Task description => Show every line of the rows that contains the word "frame", copying each line in full.

Input data =>
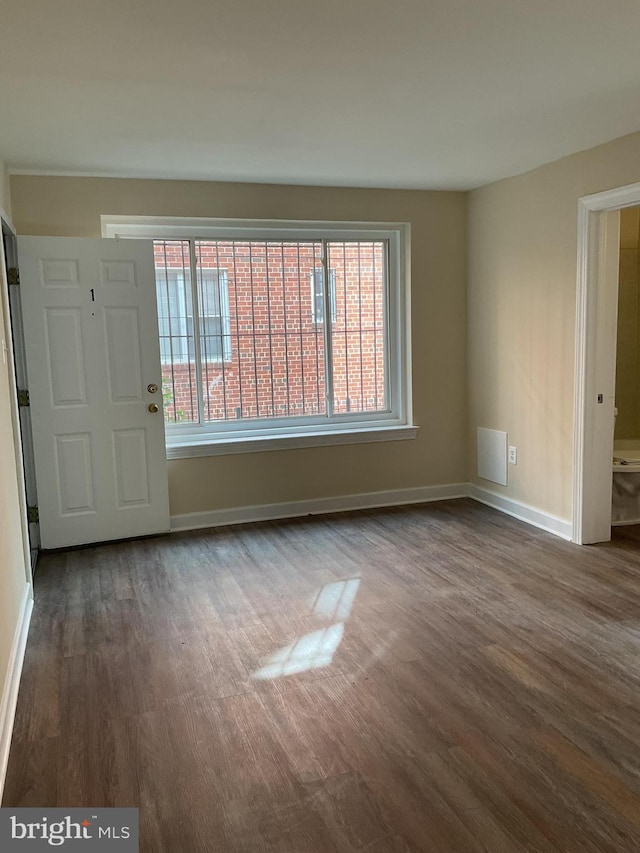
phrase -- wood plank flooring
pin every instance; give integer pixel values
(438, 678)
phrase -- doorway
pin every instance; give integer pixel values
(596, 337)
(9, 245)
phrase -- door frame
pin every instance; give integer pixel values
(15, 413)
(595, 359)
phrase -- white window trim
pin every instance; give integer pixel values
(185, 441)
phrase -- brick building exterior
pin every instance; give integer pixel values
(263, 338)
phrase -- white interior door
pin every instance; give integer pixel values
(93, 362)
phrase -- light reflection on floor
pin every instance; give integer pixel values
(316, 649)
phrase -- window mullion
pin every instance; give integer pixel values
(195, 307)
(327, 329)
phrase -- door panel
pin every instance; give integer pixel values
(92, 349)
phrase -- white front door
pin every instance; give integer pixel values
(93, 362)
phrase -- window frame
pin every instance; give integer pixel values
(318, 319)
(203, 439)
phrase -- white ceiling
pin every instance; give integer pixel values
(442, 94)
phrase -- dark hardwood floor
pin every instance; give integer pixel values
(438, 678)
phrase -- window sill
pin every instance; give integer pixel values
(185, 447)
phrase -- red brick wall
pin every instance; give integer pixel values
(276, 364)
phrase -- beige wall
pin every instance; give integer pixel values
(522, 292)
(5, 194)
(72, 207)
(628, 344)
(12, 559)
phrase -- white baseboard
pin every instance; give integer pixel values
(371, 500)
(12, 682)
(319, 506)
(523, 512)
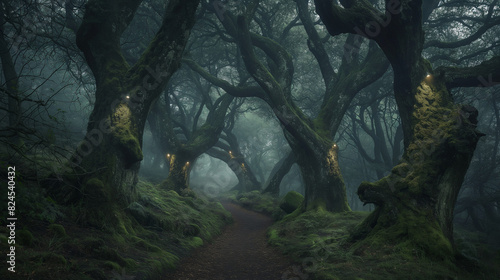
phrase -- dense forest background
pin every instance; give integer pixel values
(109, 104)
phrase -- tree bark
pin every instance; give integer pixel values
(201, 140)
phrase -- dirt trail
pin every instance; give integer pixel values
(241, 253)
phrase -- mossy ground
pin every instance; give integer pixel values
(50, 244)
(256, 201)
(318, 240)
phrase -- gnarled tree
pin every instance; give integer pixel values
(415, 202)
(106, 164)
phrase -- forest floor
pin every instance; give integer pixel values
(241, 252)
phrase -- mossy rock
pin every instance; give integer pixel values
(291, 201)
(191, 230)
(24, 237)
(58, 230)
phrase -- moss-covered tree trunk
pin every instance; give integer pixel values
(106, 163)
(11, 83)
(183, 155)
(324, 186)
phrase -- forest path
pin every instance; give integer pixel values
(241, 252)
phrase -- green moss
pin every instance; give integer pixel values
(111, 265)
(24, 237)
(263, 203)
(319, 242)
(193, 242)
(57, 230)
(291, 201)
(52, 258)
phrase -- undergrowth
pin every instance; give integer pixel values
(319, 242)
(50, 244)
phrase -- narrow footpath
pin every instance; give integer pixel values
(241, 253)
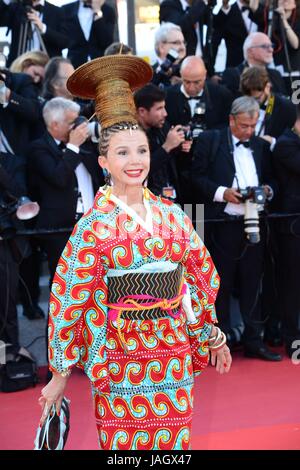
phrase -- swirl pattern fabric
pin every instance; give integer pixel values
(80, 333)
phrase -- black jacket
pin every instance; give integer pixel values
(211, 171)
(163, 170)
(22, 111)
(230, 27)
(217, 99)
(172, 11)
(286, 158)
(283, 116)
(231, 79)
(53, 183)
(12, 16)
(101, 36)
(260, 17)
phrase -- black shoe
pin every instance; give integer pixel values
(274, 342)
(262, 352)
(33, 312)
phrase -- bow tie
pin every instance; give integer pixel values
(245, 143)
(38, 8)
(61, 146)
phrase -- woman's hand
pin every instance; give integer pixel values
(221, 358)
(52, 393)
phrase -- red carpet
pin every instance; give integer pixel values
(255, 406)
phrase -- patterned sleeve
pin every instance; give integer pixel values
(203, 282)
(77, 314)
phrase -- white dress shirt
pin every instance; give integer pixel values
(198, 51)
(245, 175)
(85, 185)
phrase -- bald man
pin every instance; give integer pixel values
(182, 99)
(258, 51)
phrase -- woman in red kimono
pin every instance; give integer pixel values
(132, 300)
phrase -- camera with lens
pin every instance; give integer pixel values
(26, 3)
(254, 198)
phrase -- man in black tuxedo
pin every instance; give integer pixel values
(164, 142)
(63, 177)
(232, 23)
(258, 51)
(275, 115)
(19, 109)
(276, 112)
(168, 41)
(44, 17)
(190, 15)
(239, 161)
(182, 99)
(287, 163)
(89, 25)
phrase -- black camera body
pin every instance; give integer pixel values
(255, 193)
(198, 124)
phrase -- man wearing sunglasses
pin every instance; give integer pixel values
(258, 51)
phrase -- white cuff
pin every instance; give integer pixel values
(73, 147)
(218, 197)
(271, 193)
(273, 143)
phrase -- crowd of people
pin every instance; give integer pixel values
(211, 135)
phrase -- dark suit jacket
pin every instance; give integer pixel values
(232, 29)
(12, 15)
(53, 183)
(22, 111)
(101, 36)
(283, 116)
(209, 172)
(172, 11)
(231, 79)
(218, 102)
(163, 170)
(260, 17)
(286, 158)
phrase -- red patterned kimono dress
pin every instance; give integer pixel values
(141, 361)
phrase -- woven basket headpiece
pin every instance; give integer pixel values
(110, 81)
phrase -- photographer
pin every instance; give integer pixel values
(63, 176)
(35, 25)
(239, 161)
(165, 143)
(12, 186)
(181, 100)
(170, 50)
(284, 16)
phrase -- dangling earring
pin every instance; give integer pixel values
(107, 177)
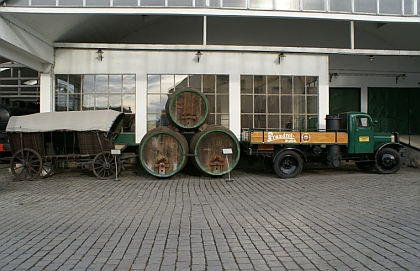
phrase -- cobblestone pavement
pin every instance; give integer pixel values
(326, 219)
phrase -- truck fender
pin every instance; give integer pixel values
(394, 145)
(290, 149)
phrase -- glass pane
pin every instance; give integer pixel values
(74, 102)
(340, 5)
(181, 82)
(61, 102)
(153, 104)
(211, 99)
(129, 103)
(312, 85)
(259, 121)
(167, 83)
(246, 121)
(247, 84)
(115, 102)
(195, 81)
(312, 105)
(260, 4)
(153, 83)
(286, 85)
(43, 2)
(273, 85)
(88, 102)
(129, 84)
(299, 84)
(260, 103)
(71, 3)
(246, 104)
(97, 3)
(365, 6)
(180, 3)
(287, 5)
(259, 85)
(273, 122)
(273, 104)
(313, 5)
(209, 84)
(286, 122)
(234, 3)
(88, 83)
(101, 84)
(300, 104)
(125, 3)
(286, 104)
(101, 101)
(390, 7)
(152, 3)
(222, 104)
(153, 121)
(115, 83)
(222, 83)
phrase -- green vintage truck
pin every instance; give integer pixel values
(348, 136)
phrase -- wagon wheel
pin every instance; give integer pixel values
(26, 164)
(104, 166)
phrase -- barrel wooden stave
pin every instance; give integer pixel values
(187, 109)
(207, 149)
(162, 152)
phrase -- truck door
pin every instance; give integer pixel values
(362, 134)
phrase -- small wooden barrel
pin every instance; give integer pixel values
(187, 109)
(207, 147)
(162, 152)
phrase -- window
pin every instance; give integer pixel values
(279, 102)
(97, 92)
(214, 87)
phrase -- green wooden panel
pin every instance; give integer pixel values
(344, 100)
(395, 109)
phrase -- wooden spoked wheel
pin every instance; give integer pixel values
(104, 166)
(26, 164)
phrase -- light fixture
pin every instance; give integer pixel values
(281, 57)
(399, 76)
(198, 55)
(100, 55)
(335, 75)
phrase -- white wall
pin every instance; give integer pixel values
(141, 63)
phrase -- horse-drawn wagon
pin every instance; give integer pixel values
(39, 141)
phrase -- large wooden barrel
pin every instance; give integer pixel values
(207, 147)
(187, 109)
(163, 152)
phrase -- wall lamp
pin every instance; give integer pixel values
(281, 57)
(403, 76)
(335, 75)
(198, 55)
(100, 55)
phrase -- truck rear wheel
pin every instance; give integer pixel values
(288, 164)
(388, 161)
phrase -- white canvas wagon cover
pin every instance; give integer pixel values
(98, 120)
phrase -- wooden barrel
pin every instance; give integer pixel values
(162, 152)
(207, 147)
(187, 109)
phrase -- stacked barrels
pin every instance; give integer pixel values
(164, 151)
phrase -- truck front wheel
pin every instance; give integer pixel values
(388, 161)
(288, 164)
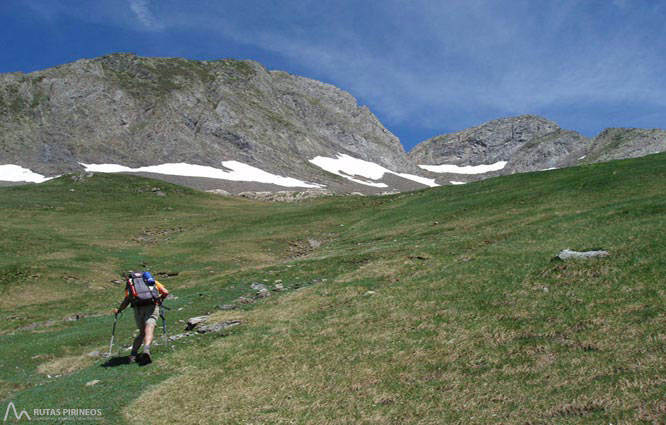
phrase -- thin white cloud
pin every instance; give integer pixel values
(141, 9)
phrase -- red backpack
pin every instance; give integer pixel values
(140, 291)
* * *
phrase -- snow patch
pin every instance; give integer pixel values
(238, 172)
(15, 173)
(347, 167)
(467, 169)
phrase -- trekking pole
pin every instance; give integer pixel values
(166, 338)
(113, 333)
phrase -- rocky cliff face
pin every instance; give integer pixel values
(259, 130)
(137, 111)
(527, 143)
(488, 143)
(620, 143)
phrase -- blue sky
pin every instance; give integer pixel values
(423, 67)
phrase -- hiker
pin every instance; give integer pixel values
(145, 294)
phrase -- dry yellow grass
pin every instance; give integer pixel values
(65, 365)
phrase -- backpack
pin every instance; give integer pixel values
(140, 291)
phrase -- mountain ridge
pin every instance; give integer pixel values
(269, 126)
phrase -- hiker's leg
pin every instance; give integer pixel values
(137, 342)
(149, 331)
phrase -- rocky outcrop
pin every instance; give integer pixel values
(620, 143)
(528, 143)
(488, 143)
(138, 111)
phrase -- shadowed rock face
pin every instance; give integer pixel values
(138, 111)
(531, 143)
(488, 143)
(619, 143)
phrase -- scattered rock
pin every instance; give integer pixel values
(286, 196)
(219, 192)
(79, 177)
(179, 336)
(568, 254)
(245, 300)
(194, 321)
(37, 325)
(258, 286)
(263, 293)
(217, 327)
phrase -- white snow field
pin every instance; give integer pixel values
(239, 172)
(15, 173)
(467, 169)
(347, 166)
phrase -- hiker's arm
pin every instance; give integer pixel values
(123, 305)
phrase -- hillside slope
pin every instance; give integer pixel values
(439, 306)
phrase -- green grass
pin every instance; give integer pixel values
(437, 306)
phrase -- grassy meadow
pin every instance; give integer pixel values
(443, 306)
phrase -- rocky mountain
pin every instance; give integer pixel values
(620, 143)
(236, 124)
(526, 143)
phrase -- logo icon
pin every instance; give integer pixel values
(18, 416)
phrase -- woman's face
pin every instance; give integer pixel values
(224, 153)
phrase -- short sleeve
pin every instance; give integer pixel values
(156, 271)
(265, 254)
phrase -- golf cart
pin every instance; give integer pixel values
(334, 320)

Reply =>
phrase -- door frame
phrase -- window frame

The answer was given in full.